- _Your task_: From the line containing "Query: girl's eye" onward, retype each line of the entries below exactly, last line included.

- _Data extract_:
· · · · · · ·

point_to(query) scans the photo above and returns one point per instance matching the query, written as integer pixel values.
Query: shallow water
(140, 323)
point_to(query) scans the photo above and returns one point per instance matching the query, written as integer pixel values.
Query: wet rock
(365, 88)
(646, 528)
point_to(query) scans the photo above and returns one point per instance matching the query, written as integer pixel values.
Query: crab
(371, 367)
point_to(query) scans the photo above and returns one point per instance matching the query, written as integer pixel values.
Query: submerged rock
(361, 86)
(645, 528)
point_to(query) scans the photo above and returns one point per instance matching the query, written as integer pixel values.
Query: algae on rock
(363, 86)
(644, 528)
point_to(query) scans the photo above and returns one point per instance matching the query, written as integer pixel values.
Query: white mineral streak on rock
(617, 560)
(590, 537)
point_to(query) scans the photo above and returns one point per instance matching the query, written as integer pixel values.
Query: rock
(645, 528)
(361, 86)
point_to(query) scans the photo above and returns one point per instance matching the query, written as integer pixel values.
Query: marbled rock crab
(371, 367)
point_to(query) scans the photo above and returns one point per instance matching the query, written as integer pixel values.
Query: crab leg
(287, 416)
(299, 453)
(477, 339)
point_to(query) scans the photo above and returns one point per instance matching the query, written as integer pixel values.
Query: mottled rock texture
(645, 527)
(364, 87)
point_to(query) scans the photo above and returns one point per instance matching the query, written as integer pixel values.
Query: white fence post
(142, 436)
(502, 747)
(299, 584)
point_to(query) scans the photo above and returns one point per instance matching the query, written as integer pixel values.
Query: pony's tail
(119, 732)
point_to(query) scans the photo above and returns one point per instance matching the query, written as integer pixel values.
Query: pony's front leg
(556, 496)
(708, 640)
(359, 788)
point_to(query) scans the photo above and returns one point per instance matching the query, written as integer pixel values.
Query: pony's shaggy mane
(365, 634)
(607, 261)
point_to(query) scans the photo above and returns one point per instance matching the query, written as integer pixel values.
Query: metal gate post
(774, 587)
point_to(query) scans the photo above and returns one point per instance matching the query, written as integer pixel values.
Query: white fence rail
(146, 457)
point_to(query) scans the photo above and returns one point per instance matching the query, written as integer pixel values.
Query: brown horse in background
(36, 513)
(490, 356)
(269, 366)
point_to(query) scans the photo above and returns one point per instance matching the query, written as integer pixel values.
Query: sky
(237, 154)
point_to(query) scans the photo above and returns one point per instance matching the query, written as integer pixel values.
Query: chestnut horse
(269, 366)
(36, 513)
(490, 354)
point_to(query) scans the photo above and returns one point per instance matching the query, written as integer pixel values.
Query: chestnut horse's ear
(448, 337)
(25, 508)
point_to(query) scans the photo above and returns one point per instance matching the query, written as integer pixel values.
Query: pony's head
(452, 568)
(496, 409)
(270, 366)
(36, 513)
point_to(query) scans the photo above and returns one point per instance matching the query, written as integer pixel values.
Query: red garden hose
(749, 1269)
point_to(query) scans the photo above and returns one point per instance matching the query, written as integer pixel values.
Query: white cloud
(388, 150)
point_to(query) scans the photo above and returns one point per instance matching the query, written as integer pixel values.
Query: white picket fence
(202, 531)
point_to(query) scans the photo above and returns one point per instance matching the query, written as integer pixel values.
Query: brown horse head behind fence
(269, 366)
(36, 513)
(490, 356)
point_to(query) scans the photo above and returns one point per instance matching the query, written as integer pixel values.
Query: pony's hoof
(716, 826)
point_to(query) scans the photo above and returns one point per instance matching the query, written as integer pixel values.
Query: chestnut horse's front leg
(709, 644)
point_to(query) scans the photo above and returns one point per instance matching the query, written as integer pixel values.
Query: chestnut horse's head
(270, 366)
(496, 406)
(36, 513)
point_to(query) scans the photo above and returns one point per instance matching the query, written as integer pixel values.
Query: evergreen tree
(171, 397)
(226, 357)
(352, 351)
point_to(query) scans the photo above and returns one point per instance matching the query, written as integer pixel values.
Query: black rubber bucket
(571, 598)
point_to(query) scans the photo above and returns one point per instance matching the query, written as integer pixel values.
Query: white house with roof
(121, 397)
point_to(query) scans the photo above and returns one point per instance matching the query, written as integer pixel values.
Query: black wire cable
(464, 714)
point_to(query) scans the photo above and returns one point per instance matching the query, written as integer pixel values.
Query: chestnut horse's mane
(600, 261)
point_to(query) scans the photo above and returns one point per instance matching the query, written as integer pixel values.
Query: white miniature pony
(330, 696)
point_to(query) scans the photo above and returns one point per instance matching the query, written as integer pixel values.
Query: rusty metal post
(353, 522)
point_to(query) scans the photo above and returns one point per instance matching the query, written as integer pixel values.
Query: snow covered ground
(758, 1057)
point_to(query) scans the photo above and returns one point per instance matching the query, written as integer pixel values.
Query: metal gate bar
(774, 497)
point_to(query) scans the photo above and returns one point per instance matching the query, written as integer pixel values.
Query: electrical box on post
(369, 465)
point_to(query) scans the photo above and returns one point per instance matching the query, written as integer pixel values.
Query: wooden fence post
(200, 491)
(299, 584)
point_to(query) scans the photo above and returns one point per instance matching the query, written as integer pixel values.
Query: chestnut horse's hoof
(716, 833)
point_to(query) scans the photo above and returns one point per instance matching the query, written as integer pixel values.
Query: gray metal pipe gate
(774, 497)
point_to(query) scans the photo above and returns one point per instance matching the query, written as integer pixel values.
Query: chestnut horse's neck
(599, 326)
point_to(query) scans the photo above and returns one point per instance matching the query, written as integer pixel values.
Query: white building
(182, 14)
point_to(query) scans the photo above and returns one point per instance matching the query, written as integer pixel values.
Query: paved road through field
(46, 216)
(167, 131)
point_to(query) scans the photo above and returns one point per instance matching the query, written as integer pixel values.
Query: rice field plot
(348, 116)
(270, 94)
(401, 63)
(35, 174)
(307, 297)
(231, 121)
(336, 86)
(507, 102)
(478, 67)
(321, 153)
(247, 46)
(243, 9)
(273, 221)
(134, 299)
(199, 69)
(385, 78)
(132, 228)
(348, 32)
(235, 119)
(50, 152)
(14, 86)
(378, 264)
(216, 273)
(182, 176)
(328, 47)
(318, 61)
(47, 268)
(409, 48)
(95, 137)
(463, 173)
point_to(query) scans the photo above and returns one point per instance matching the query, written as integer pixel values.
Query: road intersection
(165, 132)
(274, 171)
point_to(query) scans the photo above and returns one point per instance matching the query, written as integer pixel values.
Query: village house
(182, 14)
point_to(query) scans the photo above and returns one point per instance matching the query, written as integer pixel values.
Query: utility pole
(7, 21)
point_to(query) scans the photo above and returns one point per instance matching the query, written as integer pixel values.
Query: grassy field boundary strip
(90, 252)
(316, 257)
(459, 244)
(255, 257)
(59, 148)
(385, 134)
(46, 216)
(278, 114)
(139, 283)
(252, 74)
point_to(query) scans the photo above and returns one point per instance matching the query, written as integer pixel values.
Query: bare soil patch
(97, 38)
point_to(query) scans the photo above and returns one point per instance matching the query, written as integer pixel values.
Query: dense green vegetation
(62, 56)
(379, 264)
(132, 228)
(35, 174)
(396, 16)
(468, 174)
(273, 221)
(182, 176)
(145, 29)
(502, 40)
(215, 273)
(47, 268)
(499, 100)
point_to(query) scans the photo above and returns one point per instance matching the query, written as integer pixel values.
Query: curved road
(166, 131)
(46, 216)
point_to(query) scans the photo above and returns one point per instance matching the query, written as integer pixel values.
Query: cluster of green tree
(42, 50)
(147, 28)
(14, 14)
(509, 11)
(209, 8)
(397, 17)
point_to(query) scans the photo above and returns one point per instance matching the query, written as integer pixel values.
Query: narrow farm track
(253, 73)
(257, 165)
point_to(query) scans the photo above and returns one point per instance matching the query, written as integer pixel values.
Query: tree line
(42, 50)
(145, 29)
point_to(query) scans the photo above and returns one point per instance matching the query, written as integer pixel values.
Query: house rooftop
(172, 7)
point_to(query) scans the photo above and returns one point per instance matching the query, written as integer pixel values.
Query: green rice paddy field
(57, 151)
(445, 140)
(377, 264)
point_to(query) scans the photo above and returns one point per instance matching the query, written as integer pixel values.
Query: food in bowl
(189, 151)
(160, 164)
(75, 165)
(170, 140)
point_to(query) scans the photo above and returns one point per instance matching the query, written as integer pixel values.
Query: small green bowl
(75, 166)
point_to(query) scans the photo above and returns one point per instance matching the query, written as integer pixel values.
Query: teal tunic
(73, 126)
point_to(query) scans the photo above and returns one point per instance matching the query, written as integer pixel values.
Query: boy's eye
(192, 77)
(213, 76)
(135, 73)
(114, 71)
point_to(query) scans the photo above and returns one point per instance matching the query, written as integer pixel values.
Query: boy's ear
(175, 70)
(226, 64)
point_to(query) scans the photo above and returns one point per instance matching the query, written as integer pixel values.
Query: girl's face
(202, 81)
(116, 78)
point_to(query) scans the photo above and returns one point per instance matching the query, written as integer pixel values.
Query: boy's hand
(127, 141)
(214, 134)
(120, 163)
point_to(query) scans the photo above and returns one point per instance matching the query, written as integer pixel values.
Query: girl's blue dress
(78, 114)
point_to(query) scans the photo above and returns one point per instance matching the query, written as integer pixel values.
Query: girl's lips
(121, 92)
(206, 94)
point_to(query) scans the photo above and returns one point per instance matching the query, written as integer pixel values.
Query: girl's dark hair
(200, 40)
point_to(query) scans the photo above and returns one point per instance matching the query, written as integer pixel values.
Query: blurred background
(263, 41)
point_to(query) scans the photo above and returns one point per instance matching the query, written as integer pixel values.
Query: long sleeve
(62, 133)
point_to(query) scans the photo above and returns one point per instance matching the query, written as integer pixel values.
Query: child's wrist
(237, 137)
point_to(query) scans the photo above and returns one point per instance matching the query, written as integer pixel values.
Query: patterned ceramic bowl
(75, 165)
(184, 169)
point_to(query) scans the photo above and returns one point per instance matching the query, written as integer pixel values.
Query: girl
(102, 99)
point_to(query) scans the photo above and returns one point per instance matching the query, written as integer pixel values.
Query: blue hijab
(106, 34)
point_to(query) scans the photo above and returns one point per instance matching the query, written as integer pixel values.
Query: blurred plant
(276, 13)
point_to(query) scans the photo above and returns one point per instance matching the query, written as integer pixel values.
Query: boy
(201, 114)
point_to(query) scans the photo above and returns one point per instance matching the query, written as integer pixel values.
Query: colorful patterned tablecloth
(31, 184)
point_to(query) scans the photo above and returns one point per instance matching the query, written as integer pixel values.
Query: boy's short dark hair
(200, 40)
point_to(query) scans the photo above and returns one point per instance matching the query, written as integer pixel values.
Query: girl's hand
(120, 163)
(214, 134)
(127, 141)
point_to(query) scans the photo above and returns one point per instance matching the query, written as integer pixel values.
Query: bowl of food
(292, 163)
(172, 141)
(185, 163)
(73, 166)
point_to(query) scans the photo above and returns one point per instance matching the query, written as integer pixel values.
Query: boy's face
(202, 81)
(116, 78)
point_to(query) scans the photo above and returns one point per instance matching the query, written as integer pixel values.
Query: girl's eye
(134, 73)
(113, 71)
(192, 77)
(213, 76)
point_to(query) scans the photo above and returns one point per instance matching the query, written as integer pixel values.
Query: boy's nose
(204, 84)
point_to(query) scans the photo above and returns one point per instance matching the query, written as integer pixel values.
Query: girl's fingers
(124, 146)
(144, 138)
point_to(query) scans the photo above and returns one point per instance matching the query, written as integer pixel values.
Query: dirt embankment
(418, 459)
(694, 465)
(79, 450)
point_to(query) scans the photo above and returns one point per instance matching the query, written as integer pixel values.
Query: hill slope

· · · · · · ·

- _Completed exercise_:
Query: girl's eye
(134, 73)
(113, 71)
(192, 77)
(213, 76)
point_to(query) scans the photo above and returns one point per instance matching the query, written as integer pixel values.
Query: boy's nose
(204, 84)
point_to(query) scans the photo above and returns one point per instance matching the query, written as integer pixel values.
Query: girl's fingers
(124, 146)
(144, 138)
point_to(query) scans the photo above and returns one point per instance matching the query, written as integer pixel values.
Query: dirt embankment
(418, 459)
(694, 465)
(79, 450)
point_to(query) scans the photo above and returns one point per instance matching the query, written as integer pixel values.
Query: hill slope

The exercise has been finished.